Objetivo:
Organize em lista numerada as linhas do material que vão da linha que contém "Trace the outline of every instance of the police" até a linha que contém "493 175 L 494", com as duas incluídas. Deixe de fora as linhas em branco.
*-*-*
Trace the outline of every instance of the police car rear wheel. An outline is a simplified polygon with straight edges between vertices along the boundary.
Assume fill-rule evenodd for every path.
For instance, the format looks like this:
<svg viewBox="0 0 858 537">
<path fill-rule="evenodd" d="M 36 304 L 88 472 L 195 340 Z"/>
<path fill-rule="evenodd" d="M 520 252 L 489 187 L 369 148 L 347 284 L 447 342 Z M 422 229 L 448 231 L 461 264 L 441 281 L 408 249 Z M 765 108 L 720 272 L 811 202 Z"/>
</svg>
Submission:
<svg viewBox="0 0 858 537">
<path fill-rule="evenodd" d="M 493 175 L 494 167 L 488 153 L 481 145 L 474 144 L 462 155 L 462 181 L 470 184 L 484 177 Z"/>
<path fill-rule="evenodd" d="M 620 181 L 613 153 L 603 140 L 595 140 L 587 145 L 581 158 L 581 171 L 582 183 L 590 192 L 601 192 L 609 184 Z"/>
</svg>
*-*-*
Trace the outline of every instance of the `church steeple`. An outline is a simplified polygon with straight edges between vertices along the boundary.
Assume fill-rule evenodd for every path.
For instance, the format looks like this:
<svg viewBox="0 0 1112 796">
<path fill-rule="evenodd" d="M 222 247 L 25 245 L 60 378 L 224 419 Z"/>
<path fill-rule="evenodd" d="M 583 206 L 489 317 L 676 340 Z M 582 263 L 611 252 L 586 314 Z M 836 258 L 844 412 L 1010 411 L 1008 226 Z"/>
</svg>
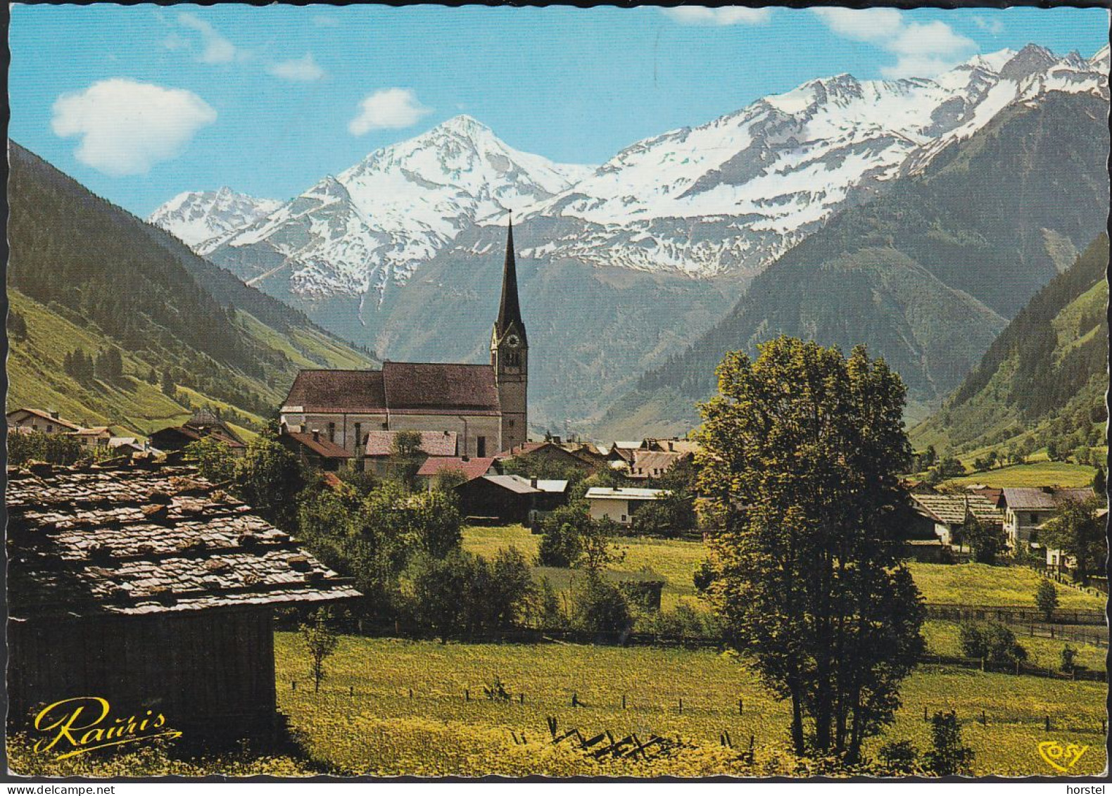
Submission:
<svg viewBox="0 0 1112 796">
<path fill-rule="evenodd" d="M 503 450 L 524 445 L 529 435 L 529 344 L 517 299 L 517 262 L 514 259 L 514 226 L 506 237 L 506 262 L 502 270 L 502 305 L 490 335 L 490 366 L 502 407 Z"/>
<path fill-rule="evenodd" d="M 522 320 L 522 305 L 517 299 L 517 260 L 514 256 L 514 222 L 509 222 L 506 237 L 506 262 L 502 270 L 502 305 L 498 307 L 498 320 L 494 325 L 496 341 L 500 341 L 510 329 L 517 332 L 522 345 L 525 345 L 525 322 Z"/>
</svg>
*-*-*
Resultado da tarefa:
1. Trace the outline of every instance of the police car rear wheel. An outline is a simplified polygon with straight edges between vertices along the boundary.
2. Assume fill-rule evenodd for every path.
3. For instance, the format looks like this:
4. <svg viewBox="0 0 858 537">
5. <path fill-rule="evenodd" d="M 36 304 L 88 472 L 195 340 Z"/>
6. <path fill-rule="evenodd" d="M 520 252 L 489 187 L 369 148 L 347 284 L 447 342 Z M 422 229 L 448 231 L 461 264 L 441 281 L 408 249 Z M 765 108 L 720 272 L 811 202 Z"/>
7. </svg>
8. Submission:
9. <svg viewBox="0 0 858 537">
10. <path fill-rule="evenodd" d="M 493 175 L 494 167 L 488 153 L 481 145 L 474 144 L 462 155 L 462 181 L 470 184 L 484 177 Z"/>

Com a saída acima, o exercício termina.